Exercise.
Each line below from the one containing "Please trace the outline of every instance of the blurred" through the one containing "Please trace the outline of every instance of the bare" is to be given again exactly, and no line outside that span.

Segmentation mask data
┏━━
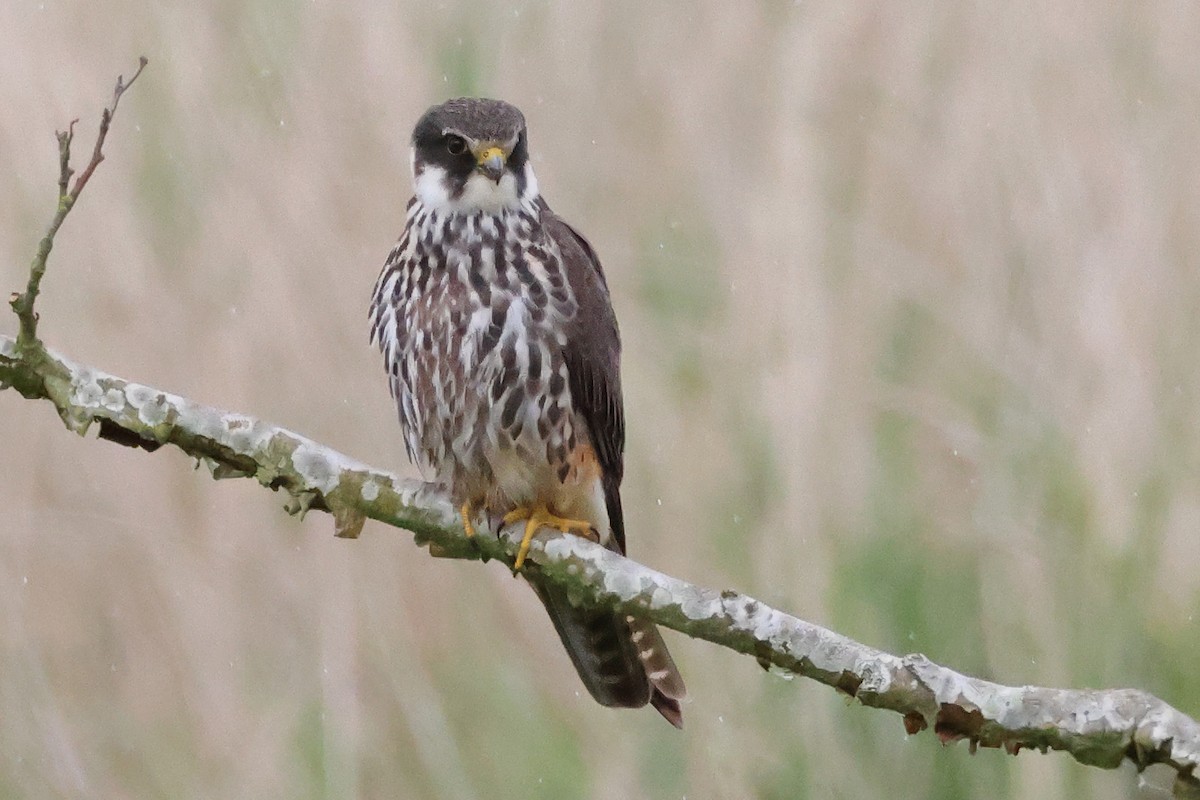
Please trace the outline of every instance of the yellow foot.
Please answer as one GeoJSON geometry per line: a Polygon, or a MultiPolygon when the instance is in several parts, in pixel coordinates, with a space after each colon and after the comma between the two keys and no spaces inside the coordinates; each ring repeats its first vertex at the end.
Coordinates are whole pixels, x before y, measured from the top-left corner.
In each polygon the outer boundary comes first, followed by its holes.
{"type": "Polygon", "coordinates": [[[471,517],[474,516],[475,513],[474,508],[472,508],[473,505],[474,504],[468,500],[467,502],[463,503],[462,508],[458,510],[458,513],[462,516],[463,530],[467,532],[468,539],[475,538],[475,523],[471,522],[471,517]]]}
{"type": "Polygon", "coordinates": [[[573,533],[592,541],[598,541],[600,538],[592,528],[592,523],[555,516],[550,513],[550,509],[546,508],[545,503],[514,508],[504,515],[505,525],[511,525],[521,520],[525,520],[525,535],[521,538],[521,546],[517,548],[517,559],[513,562],[513,572],[519,572],[525,564],[525,556],[529,555],[529,543],[533,541],[533,535],[537,533],[538,528],[557,528],[563,533],[573,533]]]}

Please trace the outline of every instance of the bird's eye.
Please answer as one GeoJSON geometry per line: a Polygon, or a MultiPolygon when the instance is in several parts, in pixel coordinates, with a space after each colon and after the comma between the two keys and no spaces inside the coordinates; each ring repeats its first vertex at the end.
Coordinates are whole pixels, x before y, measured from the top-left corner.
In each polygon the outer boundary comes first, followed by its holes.
{"type": "Polygon", "coordinates": [[[467,140],[461,136],[450,134],[446,137],[446,150],[452,156],[461,156],[467,152],[467,140]]]}

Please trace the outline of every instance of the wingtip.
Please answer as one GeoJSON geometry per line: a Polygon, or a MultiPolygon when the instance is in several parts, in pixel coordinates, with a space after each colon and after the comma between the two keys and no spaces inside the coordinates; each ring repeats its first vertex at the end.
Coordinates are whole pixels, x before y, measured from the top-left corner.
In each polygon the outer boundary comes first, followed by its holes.
{"type": "Polygon", "coordinates": [[[680,707],[678,700],[674,697],[667,697],[658,689],[655,689],[653,694],[650,695],[650,705],[654,706],[655,710],[663,715],[663,719],[679,730],[683,730],[683,708],[680,707]]]}

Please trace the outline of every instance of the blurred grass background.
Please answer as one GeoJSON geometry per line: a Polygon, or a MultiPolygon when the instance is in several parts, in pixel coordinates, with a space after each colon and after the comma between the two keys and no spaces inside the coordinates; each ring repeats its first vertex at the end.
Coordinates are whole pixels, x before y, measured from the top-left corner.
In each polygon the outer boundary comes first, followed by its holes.
{"type": "MultiPolygon", "coordinates": [[[[447,96],[529,120],[625,338],[632,555],[1008,684],[1200,714],[1200,6],[0,4],[0,277],[72,358],[408,469],[372,282],[447,96]]],[[[14,320],[0,330],[15,332],[14,320]]],[[[671,636],[597,707],[531,592],[0,394],[0,796],[1161,798],[671,636]]]]}

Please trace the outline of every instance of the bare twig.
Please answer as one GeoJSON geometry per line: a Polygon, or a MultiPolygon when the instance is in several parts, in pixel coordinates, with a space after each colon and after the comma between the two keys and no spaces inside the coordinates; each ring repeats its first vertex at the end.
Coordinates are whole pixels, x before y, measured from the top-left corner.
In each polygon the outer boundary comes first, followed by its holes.
{"type": "Polygon", "coordinates": [[[71,120],[65,131],[58,131],[55,134],[58,139],[58,205],[54,216],[50,219],[46,235],[42,237],[42,240],[38,243],[37,251],[34,253],[33,262],[29,267],[29,281],[25,285],[25,291],[19,294],[13,293],[8,301],[13,311],[16,312],[17,319],[20,321],[20,328],[17,333],[17,347],[21,350],[35,350],[38,346],[38,315],[34,310],[34,303],[37,302],[38,292],[41,290],[42,277],[46,274],[46,259],[50,257],[50,250],[54,247],[54,236],[58,233],[58,229],[62,227],[67,214],[71,213],[75,201],[79,199],[79,193],[83,191],[83,187],[87,186],[92,173],[96,171],[96,167],[100,166],[100,162],[104,160],[104,140],[108,138],[108,128],[112,124],[113,115],[117,113],[117,104],[121,102],[121,95],[125,93],[125,90],[132,86],[133,82],[142,74],[142,70],[146,68],[147,63],[145,56],[138,59],[137,72],[133,73],[133,77],[129,79],[128,83],[125,82],[122,76],[117,76],[117,85],[113,89],[112,102],[100,112],[100,132],[96,135],[96,145],[92,148],[92,159],[88,162],[87,167],[84,168],[79,177],[75,179],[75,185],[69,191],[67,186],[71,181],[71,176],[75,172],[71,169],[71,142],[75,138],[75,123],[79,120],[71,120]]]}
{"type": "Polygon", "coordinates": [[[78,119],[73,119],[65,131],[54,132],[54,136],[58,139],[58,202],[60,203],[66,199],[67,186],[70,185],[71,176],[75,174],[75,170],[71,169],[71,140],[75,138],[75,126],[78,123],[78,119]]]}
{"type": "Polygon", "coordinates": [[[117,113],[117,104],[121,102],[121,95],[125,94],[125,90],[130,86],[133,86],[133,82],[142,74],[142,70],[146,68],[146,64],[148,63],[145,56],[138,59],[137,72],[133,73],[133,77],[129,79],[129,83],[125,83],[125,79],[121,75],[117,76],[117,85],[113,89],[112,102],[100,112],[100,132],[96,135],[96,146],[92,148],[92,160],[88,162],[83,172],[79,173],[79,177],[75,179],[75,186],[71,189],[71,202],[74,202],[79,197],[79,193],[83,191],[84,186],[87,186],[87,182],[92,177],[92,173],[96,171],[96,167],[100,166],[100,162],[104,160],[104,140],[108,138],[108,126],[112,123],[112,118],[117,113]]]}

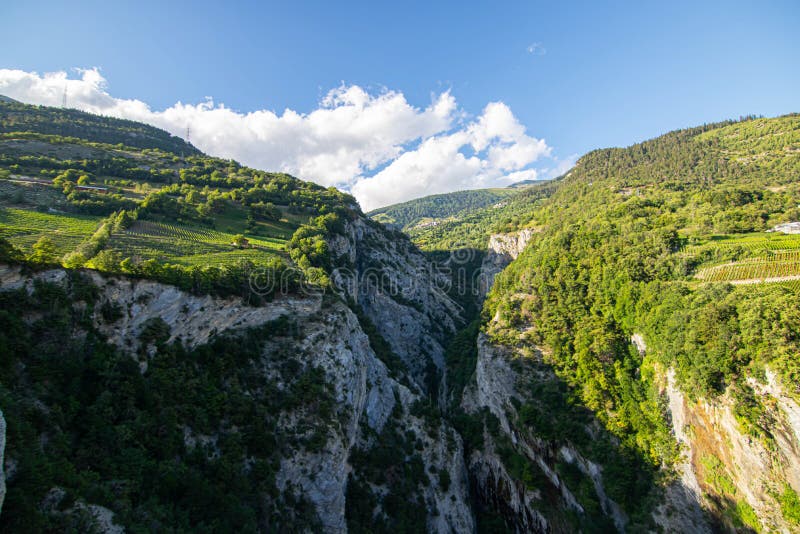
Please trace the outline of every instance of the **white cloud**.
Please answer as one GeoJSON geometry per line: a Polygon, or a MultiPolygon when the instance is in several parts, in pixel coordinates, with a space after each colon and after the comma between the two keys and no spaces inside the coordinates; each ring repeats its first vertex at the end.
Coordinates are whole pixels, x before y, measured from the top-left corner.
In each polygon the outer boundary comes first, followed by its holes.
{"type": "Polygon", "coordinates": [[[525,50],[532,56],[543,56],[547,54],[547,49],[542,43],[531,43],[525,50]]]}
{"type": "Polygon", "coordinates": [[[397,202],[397,197],[506,185],[535,178],[534,169],[521,169],[550,151],[544,140],[525,134],[508,106],[491,103],[477,120],[426,139],[377,174],[359,180],[353,193],[371,209],[397,202]],[[473,155],[464,154],[467,147],[473,155]]]}
{"type": "Polygon", "coordinates": [[[0,69],[0,94],[60,106],[66,88],[71,108],[146,122],[182,137],[190,126],[192,143],[208,154],[350,190],[365,210],[536,176],[531,165],[551,153],[544,140],[526,134],[507,105],[489,103],[468,120],[449,91],[433,95],[425,108],[412,106],[401,92],[342,84],[309,113],[241,113],[211,98],[155,111],[140,100],[111,96],[99,69],[76,71],[78,77],[70,78],[63,71],[0,69]]]}

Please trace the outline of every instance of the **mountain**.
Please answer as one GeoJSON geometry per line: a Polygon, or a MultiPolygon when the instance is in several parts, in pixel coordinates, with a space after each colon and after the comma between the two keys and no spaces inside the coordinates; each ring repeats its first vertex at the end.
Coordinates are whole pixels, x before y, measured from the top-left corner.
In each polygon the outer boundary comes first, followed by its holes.
{"type": "Polygon", "coordinates": [[[544,181],[546,181],[546,180],[539,180],[539,179],[536,179],[536,180],[521,180],[519,182],[514,182],[513,184],[509,185],[508,187],[511,187],[511,188],[529,187],[529,186],[532,186],[532,185],[541,184],[544,181]]]}
{"type": "Polygon", "coordinates": [[[153,148],[177,155],[200,151],[179,137],[141,122],[103,117],[76,109],[30,106],[0,98],[0,133],[35,132],[108,145],[153,148]]]}
{"type": "Polygon", "coordinates": [[[472,189],[441,195],[430,195],[379,208],[367,215],[374,220],[401,230],[414,226],[433,226],[441,219],[500,203],[515,193],[510,189],[472,189]]]}
{"type": "Polygon", "coordinates": [[[69,115],[1,117],[0,529],[474,529],[446,275],[349,195],[69,115]]]}
{"type": "Polygon", "coordinates": [[[798,178],[800,116],[706,125],[587,154],[493,236],[461,406],[500,421],[504,469],[468,464],[518,528],[800,528],[800,239],[767,232],[798,178]]]}
{"type": "Polygon", "coordinates": [[[15,106],[0,530],[800,528],[800,116],[373,214],[405,234],[15,106]]]}

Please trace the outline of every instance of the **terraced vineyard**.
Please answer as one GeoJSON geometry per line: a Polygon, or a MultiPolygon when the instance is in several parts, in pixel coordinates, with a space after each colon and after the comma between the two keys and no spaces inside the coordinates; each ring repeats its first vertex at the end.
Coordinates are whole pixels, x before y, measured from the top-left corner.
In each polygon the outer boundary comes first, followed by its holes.
{"type": "Polygon", "coordinates": [[[183,265],[221,265],[239,259],[264,261],[280,254],[285,241],[247,236],[248,249],[232,245],[234,235],[217,230],[153,221],[137,221],[112,235],[109,248],[124,257],[156,258],[183,265]]]}
{"type": "Polygon", "coordinates": [[[745,235],[714,236],[704,243],[687,246],[684,252],[696,255],[707,250],[724,251],[731,249],[741,249],[753,254],[762,254],[772,250],[800,249],[800,234],[759,232],[745,235]]]}
{"type": "Polygon", "coordinates": [[[101,217],[91,215],[0,208],[0,237],[30,252],[39,238],[47,236],[60,254],[66,254],[91,236],[101,220],[101,217]]]}
{"type": "Polygon", "coordinates": [[[747,284],[800,278],[800,235],[753,234],[687,247],[690,254],[709,250],[734,251],[745,257],[698,270],[696,277],[706,282],[747,284]]]}

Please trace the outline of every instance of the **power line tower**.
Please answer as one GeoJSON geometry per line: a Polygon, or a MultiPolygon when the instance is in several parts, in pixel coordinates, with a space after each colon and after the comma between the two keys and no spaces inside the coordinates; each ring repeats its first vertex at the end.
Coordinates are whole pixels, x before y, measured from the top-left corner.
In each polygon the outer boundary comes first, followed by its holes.
{"type": "Polygon", "coordinates": [[[192,129],[191,129],[191,127],[190,127],[190,126],[187,124],[187,125],[186,125],[186,142],[187,142],[187,143],[189,143],[189,144],[191,144],[191,142],[192,142],[191,133],[192,133],[192,129]]]}
{"type": "Polygon", "coordinates": [[[64,96],[61,97],[61,107],[67,108],[67,84],[64,84],[64,96]]]}

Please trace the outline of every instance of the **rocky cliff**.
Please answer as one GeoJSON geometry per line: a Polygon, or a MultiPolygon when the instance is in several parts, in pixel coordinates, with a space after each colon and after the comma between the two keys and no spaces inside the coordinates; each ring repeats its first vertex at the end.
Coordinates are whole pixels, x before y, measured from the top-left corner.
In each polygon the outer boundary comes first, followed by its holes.
{"type": "MultiPolygon", "coordinates": [[[[587,521],[624,531],[628,518],[607,495],[602,467],[568,440],[548,439],[523,422],[522,412],[540,402],[535,392],[551,386],[558,387],[558,379],[538,349],[509,351],[479,335],[475,381],[462,406],[473,415],[488,410],[496,420],[485,424],[483,450],[468,458],[484,505],[517,532],[568,532],[587,521]],[[596,509],[588,510],[587,503],[596,509]]],[[[584,431],[599,433],[591,421],[584,431]]]]}
{"type": "MultiPolygon", "coordinates": [[[[297,331],[292,340],[263,344],[261,372],[265,384],[277,380],[280,389],[285,380],[285,387],[289,387],[292,377],[286,376],[285,363],[273,356],[288,349],[293,361],[302,362],[301,369],[321,371],[334,402],[332,414],[303,408],[280,413],[279,426],[284,433],[293,434],[295,439],[308,438],[313,432],[321,437],[313,448],[291,447],[281,453],[276,490],[310,503],[320,527],[327,532],[347,530],[348,491],[354,485],[374,502],[373,512],[379,519],[392,513],[384,503],[400,498],[421,511],[427,530],[472,531],[474,519],[461,438],[442,420],[429,417],[425,408],[430,403],[424,381],[424,372],[430,367],[427,362],[441,369],[439,376],[444,376],[442,345],[454,329],[453,317],[458,310],[446,297],[431,294],[435,285],[426,280],[425,265],[413,247],[392,248],[388,241],[380,241],[380,233],[358,224],[351,227],[349,236],[351,240],[342,239],[337,246],[340,253],[352,258],[356,270],[350,276],[359,283],[344,296],[360,304],[367,320],[385,334],[391,350],[408,365],[411,382],[403,373],[387,367],[376,355],[359,317],[330,294],[283,296],[251,307],[241,299],[196,296],[155,282],[87,271],[77,276],[93,286],[90,292],[95,294],[95,304],[87,308],[86,302],[78,301],[73,308],[91,311],[93,327],[136,359],[141,373],[159,358],[158,343],[197,347],[220,335],[290,318],[297,331]],[[360,245],[363,239],[373,239],[377,248],[365,250],[360,245]],[[365,274],[368,266],[377,268],[381,264],[383,276],[404,284],[400,297],[381,287],[380,278],[365,274]],[[407,277],[421,283],[409,284],[407,277]],[[168,332],[158,342],[144,335],[154,320],[168,332]],[[401,443],[389,443],[393,440],[401,443]],[[384,466],[376,466],[371,459],[373,453],[380,454],[390,445],[395,454],[418,466],[402,495],[394,494],[396,484],[391,477],[386,478],[384,466]]],[[[25,274],[18,267],[4,266],[0,269],[0,289],[25,290],[33,295],[44,283],[69,290],[75,276],[61,269],[25,274]]],[[[31,317],[31,321],[34,319],[31,317]]],[[[202,444],[214,450],[223,439],[222,435],[199,433],[190,427],[184,427],[183,435],[189,449],[202,444]]],[[[10,454],[18,452],[12,448],[10,454]]],[[[398,457],[391,460],[396,462],[398,457]]],[[[52,491],[54,495],[63,493],[57,487],[52,491]]],[[[102,508],[84,506],[90,511],[95,509],[92,507],[102,508]]],[[[57,503],[53,510],[56,508],[57,503]]],[[[109,514],[113,517],[113,512],[109,514]]],[[[99,519],[96,526],[102,526],[99,519]]]]}
{"type": "Polygon", "coordinates": [[[348,223],[329,245],[335,290],[363,311],[420,391],[443,394],[444,348],[463,322],[446,293],[449,277],[407,237],[364,219],[348,223]]]}
{"type": "Polygon", "coordinates": [[[796,532],[786,508],[800,491],[800,407],[769,369],[748,385],[758,426],[737,408],[731,388],[716,399],[692,399],[674,371],[666,373],[673,432],[683,445],[681,480],[727,530],[796,532]]]}
{"type": "MultiPolygon", "coordinates": [[[[633,341],[646,352],[641,335],[633,341]]],[[[469,451],[467,465],[479,506],[498,513],[513,530],[570,532],[605,522],[604,529],[617,531],[797,531],[792,514],[800,489],[800,406],[771,370],[761,380],[749,379],[745,393],[731,387],[714,399],[686,394],[673,370],[657,373],[680,456],[652,481],[631,525],[628,503],[614,498],[614,462],[597,456],[580,436],[619,443],[591,417],[576,417],[578,424],[559,433],[543,416],[559,412],[553,392],[563,386],[543,364],[541,349],[511,349],[485,334],[477,343],[462,407],[482,418],[483,447],[469,451]],[[755,419],[742,412],[743,394],[755,419]]]]}
{"type": "MultiPolygon", "coordinates": [[[[530,231],[493,237],[487,265],[499,272],[530,237],[530,231]]],[[[412,525],[474,532],[482,517],[494,514],[500,522],[492,525],[517,532],[794,531],[787,507],[800,489],[800,406],[769,369],[746,391],[716,399],[693,398],[672,371],[661,372],[656,382],[681,456],[658,477],[591,412],[573,406],[546,363],[547,349],[522,335],[503,343],[478,335],[474,372],[456,403],[466,422],[456,421],[459,411],[443,399],[449,398],[446,347],[462,310],[447,296],[447,276],[408,240],[360,219],[329,245],[337,266],[331,291],[278,295],[258,307],[63,269],[0,267],[0,291],[35,297],[43,288],[63,289],[80,317],[71,336],[93,330],[133,359],[142,376],[161,365],[165,346],[203,349],[220,336],[288,320],[289,333],[259,340],[259,357],[247,364],[255,374],[242,378],[255,387],[243,398],[259,402],[259,390],[266,389],[292,399],[274,407],[280,438],[270,451],[272,486],[261,498],[285,521],[302,519],[312,530],[412,525]],[[303,382],[304,376],[316,383],[303,382]],[[755,420],[740,412],[736,395],[747,396],[755,420]],[[303,503],[310,512],[302,512],[303,503]]],[[[42,313],[24,320],[34,325],[42,313]]],[[[646,356],[644,336],[633,335],[631,343],[646,356]]],[[[237,380],[226,378],[220,387],[239,387],[237,380]]],[[[36,398],[27,401],[53,415],[36,398]]],[[[210,430],[174,424],[187,454],[214,458],[240,439],[229,421],[210,430]]],[[[4,430],[0,417],[0,457],[4,430]]],[[[51,431],[43,430],[39,442],[46,444],[51,431]]],[[[21,451],[13,432],[6,453],[5,465],[16,466],[21,451]]],[[[243,465],[251,469],[259,460],[246,457],[243,465]]],[[[6,473],[9,491],[15,472],[6,473]]],[[[37,502],[58,524],[74,525],[79,517],[118,532],[123,521],[113,500],[94,501],[59,485],[37,502]]]]}
{"type": "Polygon", "coordinates": [[[481,280],[479,292],[481,298],[491,289],[494,278],[520,255],[535,231],[532,228],[523,228],[511,234],[492,234],[486,256],[481,263],[481,280]]]}

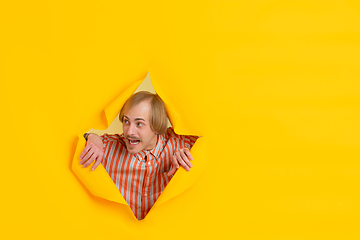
┗━━
Written solution.
Please trace the outline of every instance of the blurred grass background.
Please answer as one GeoJSON geometry per line: a Polygon, or a MultiPolygon when the instance is in several parts, in pixel coordinates, with a space after each colon and after the comma between the two keys and no spaces inside the coordinates; each ring repeats its first vertex at the end.
Coordinates are whole pixels, x before y, measured from the top-left corner.
In each polygon the outer boundary comes first, followed by its holes.
{"type": "MultiPolygon", "coordinates": [[[[447,96],[529,120],[625,338],[632,555],[1008,684],[1200,714],[1200,6],[0,4],[0,277],[72,358],[408,469],[372,282],[447,96]]],[[[14,320],[0,330],[15,332],[14,320]]],[[[671,636],[597,707],[531,592],[0,394],[0,796],[1161,798],[671,636]]]]}

Please trace the outline of every instance of the bare twig.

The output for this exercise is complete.